= Work to complete =
Please repeat, word for word, the part of the listing that opens with the line containing "the snowboarder in" and continues through the end of the listing, leaving out the pictures.

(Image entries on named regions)
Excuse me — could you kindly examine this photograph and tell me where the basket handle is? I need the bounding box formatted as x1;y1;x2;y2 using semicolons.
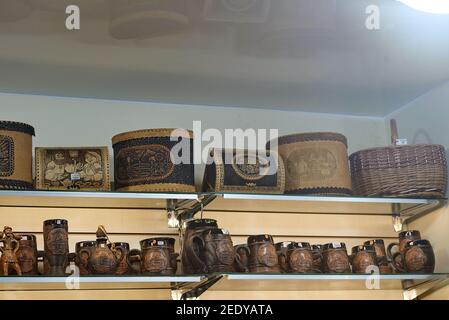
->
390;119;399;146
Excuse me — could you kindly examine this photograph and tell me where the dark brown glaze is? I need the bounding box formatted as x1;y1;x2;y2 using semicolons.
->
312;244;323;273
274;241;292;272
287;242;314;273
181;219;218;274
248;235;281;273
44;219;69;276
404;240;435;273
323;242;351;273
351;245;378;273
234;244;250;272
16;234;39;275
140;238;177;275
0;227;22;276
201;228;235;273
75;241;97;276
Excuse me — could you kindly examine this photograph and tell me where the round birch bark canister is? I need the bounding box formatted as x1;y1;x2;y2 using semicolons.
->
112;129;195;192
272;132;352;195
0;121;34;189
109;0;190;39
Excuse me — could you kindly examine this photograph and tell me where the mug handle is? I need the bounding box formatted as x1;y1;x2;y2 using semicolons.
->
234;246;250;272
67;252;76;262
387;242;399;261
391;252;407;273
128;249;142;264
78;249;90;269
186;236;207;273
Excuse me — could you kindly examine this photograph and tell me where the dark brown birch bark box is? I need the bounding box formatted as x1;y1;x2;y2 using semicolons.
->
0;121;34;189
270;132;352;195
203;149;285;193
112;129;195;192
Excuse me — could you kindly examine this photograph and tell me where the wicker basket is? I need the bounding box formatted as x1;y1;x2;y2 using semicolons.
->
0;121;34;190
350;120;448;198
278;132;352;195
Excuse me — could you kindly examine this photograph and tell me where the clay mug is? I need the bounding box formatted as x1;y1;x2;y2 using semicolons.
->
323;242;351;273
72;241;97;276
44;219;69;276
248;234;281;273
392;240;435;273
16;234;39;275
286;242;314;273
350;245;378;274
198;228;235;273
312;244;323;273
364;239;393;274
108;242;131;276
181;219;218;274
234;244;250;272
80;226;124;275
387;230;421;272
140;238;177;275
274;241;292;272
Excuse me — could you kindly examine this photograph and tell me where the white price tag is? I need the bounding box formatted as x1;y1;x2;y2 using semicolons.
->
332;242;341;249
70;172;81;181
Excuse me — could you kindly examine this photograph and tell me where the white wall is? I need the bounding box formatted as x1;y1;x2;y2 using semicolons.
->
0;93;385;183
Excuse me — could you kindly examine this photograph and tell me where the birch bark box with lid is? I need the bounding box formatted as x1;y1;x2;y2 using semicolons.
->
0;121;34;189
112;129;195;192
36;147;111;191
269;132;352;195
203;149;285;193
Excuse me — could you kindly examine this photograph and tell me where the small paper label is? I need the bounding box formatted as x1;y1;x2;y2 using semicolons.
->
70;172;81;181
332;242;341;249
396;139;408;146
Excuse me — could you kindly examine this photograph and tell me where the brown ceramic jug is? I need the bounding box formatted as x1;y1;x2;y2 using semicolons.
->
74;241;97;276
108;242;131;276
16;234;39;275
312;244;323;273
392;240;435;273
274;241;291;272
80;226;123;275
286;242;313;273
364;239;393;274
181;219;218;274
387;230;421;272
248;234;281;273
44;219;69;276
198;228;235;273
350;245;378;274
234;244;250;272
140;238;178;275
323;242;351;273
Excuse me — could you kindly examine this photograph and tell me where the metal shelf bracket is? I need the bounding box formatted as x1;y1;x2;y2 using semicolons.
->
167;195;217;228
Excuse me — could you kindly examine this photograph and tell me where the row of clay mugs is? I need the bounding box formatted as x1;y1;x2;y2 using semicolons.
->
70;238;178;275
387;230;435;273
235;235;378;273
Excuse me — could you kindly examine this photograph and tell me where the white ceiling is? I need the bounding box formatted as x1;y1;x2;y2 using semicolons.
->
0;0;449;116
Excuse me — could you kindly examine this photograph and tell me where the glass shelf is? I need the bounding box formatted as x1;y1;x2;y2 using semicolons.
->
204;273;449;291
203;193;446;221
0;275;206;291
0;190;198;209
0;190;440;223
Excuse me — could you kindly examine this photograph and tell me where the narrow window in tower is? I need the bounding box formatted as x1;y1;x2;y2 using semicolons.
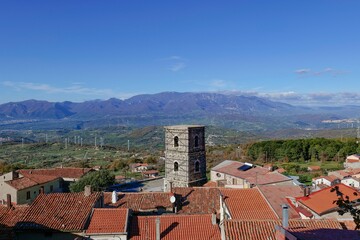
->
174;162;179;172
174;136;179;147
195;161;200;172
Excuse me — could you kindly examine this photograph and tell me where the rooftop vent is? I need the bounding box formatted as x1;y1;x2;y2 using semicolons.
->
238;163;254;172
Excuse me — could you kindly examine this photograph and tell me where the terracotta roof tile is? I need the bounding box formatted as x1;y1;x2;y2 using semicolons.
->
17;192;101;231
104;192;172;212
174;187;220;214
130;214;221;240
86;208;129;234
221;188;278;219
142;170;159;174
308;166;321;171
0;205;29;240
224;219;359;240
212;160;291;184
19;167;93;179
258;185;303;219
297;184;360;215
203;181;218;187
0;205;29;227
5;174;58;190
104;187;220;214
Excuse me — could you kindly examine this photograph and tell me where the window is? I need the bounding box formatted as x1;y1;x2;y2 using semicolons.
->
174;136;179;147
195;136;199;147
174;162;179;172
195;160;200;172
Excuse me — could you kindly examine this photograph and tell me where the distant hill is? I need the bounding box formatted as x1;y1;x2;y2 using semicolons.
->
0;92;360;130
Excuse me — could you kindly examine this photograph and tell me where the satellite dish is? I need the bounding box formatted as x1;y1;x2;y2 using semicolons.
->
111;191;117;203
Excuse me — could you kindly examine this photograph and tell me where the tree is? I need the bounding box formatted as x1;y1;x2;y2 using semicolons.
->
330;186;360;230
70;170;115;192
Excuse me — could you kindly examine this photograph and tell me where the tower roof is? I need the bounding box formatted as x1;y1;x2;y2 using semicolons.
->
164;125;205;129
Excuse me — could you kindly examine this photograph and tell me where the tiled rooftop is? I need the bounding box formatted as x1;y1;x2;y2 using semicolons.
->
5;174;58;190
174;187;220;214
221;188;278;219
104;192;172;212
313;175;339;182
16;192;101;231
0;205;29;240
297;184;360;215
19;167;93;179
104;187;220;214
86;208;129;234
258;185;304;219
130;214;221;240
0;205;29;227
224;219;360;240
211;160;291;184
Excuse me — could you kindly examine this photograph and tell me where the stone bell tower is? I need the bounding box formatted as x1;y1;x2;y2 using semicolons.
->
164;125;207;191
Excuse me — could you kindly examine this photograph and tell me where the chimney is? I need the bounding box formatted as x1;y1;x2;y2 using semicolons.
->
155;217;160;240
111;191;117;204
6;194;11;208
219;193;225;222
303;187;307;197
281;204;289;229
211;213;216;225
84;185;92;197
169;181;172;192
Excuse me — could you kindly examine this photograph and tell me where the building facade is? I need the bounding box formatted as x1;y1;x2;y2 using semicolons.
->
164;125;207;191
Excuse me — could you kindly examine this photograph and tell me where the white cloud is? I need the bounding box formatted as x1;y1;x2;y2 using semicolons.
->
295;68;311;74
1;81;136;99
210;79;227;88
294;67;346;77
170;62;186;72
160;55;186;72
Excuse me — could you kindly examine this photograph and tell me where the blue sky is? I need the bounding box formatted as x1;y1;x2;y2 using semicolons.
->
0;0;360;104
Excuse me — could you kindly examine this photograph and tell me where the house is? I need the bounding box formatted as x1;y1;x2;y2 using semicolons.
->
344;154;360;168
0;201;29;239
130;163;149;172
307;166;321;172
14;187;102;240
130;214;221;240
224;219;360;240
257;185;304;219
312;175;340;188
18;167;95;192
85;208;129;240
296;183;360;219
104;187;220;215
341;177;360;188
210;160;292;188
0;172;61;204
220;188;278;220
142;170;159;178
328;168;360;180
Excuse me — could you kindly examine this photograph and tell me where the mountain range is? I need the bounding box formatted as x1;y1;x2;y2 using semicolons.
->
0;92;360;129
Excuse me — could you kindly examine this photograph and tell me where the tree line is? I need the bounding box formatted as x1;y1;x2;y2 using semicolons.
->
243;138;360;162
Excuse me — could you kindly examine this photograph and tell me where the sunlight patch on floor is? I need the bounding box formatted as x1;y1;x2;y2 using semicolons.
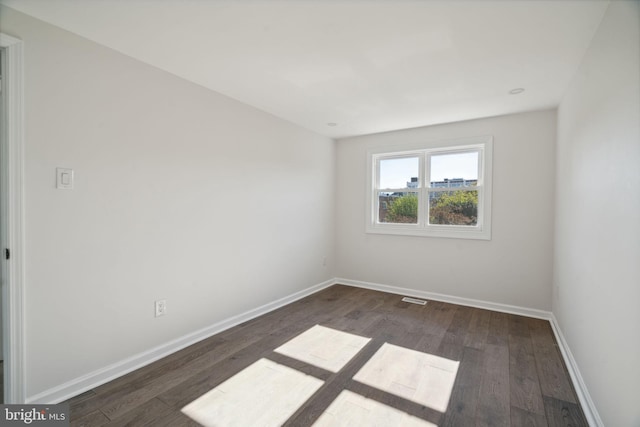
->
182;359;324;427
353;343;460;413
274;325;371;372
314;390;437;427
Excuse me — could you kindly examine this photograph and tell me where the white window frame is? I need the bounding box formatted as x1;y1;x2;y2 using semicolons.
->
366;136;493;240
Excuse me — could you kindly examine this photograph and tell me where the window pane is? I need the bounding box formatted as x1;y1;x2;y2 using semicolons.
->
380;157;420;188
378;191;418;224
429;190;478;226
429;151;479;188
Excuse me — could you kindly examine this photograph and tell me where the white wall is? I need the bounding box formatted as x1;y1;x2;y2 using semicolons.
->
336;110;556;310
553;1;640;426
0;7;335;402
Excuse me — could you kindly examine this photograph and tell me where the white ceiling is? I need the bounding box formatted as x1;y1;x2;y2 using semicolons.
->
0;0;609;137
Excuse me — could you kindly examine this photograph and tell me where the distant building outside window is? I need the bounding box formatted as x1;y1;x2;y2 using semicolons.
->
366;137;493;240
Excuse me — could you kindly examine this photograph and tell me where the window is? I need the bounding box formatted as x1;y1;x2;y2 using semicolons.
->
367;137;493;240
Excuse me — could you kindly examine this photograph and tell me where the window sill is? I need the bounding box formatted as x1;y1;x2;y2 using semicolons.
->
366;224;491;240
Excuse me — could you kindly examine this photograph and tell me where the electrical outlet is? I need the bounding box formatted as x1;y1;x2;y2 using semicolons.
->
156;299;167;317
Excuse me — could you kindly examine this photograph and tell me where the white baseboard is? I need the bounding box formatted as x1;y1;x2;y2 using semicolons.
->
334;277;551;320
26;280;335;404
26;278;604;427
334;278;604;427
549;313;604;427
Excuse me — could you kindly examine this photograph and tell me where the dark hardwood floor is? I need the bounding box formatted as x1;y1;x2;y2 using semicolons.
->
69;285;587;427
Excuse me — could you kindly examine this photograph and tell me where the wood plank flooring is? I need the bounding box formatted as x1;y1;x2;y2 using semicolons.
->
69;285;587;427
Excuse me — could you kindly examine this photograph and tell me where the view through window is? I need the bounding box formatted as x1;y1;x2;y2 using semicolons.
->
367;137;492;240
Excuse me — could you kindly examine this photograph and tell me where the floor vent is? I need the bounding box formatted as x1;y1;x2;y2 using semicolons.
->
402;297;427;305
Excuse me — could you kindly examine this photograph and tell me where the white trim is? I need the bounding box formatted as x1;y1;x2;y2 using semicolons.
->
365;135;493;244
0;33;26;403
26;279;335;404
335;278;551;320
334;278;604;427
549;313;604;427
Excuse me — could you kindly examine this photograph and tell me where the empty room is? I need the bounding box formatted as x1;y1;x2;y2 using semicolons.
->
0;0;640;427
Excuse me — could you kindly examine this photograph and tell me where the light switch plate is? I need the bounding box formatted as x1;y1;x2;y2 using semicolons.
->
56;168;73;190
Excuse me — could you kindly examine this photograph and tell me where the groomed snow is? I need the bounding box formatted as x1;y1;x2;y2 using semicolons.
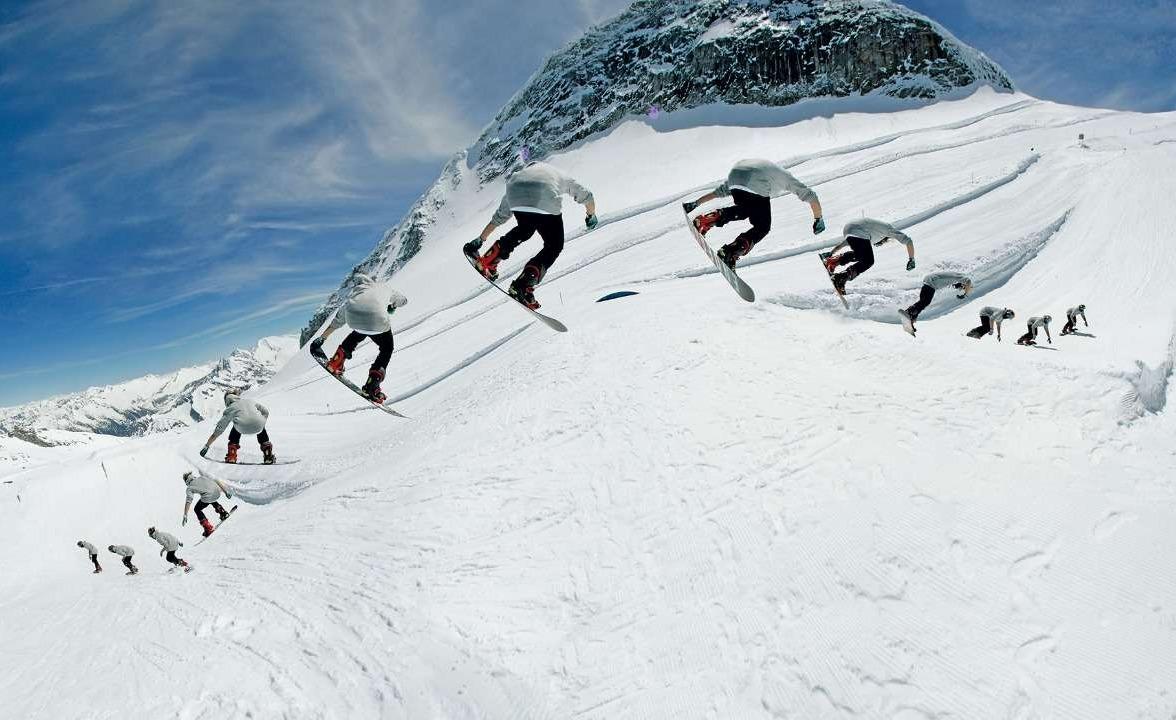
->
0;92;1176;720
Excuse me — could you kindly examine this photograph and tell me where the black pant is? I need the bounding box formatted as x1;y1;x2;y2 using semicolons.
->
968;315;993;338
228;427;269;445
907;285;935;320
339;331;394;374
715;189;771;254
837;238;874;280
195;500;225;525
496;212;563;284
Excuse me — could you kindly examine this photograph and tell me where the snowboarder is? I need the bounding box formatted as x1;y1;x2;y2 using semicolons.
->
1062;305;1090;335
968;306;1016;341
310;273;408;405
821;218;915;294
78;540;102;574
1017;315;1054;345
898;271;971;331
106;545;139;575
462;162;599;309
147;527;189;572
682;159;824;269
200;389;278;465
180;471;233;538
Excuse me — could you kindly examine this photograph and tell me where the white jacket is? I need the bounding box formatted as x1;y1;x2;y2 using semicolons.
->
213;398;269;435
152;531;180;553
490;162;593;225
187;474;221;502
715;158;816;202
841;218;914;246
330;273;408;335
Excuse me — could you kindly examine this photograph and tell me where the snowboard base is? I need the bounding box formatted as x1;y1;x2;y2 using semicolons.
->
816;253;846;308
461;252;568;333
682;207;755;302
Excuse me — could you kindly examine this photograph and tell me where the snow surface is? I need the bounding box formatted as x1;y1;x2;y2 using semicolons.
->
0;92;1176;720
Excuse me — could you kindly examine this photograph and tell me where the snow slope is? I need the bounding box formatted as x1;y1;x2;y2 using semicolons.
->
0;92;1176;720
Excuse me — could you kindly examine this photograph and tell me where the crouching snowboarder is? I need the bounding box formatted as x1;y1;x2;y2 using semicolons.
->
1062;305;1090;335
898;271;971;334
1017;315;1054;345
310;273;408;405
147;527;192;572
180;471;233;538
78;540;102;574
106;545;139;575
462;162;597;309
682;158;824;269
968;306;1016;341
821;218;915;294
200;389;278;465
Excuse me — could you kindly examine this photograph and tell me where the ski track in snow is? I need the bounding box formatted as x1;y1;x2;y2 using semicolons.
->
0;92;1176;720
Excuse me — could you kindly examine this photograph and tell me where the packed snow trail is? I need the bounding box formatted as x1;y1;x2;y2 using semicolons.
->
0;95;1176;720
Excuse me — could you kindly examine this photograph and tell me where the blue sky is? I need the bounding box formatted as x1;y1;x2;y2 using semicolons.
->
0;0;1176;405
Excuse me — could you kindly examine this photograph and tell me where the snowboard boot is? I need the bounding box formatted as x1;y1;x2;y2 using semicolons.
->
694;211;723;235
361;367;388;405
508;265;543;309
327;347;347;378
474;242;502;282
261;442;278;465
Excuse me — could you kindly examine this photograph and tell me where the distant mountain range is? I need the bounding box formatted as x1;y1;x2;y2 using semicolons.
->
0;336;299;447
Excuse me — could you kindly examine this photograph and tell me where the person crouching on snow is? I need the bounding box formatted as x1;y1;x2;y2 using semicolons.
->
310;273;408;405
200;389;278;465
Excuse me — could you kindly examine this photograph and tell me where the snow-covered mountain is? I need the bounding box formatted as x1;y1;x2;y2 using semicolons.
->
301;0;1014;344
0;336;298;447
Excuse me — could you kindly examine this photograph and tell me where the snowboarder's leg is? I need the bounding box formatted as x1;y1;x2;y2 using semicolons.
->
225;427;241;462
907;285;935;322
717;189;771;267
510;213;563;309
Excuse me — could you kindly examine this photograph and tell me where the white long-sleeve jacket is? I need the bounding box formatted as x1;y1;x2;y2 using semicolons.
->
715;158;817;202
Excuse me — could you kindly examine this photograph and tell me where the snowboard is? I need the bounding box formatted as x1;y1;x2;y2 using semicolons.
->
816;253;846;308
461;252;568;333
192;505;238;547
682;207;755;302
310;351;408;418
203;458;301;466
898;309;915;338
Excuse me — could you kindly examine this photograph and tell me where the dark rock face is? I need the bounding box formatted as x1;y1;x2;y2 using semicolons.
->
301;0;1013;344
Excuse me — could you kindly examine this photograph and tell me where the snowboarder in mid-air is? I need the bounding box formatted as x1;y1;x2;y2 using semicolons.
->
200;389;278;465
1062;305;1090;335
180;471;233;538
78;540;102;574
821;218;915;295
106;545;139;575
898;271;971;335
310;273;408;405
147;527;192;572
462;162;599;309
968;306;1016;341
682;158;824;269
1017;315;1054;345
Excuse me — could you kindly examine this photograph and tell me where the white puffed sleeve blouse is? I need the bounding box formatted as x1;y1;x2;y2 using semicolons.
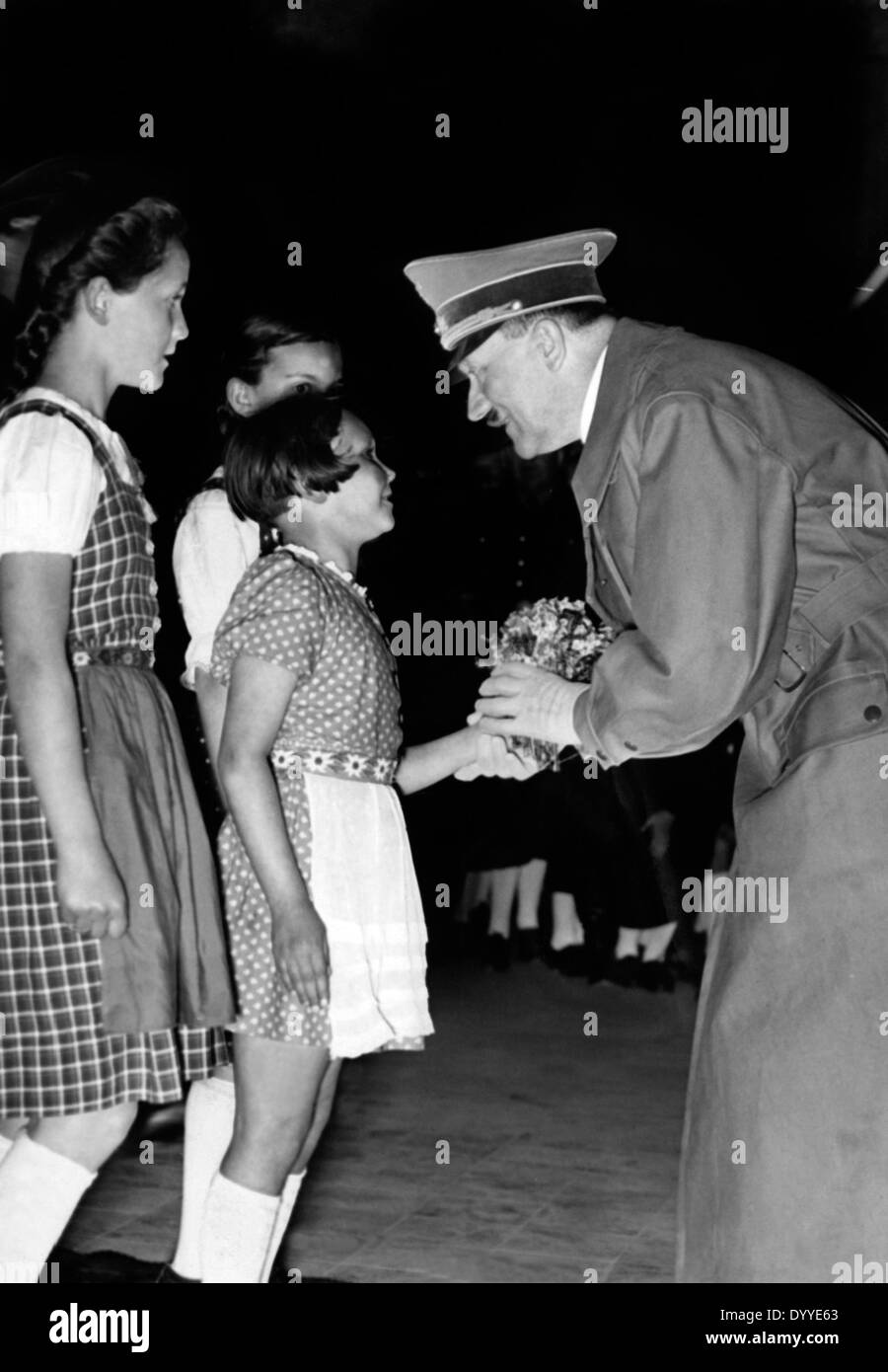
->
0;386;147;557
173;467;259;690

= Exercise answer =
Excuse me — could you kindly examine this photograph and tell me where the snowboarder in mid-air is? I need the bounding box formatted as x1;y1;x2;y2 using semicolons.
->
200;389;278;465
1062;305;1090;335
180;471;233;538
78;540;102;574
821;218;915;295
106;545;139;575
898;271;971;335
310;273;408;405
147;527;192;572
462;162;599;309
968;306;1016;341
682;158;824;269
1017;315;1054;345
Excuse me — could you kindly examine this photograph and tell me where the white puffed sleeve blouse is? I need the bounding box formatted as x1;y1;x2;y2 using semicolons.
->
0;386;147;557
173;467;259;690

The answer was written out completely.